▸ Work instruction: Copy out the records again. Change nothing.
===== Information provided
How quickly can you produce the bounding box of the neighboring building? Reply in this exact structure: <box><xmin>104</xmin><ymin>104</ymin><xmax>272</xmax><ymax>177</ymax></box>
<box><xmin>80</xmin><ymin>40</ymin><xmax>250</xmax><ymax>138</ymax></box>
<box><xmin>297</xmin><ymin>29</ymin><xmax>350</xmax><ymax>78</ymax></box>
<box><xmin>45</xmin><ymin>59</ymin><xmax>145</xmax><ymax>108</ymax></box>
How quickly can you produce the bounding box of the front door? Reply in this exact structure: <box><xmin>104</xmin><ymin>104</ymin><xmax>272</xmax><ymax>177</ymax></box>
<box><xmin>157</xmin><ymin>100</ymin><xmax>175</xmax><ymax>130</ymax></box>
==========
▸ Exercise output:
How quickly can you produce the bounding box of the neighboring building? Reply in this exact structure: <box><xmin>104</xmin><ymin>104</ymin><xmax>272</xmax><ymax>177</ymax></box>
<box><xmin>80</xmin><ymin>40</ymin><xmax>250</xmax><ymax>138</ymax></box>
<box><xmin>297</xmin><ymin>29</ymin><xmax>350</xmax><ymax>78</ymax></box>
<box><xmin>45</xmin><ymin>59</ymin><xmax>145</xmax><ymax>108</ymax></box>
How quickly can you produce the bounding box of the front door? Reply in this exact structure: <box><xmin>104</xmin><ymin>104</ymin><xmax>272</xmax><ymax>177</ymax></box>
<box><xmin>157</xmin><ymin>100</ymin><xmax>175</xmax><ymax>130</ymax></box>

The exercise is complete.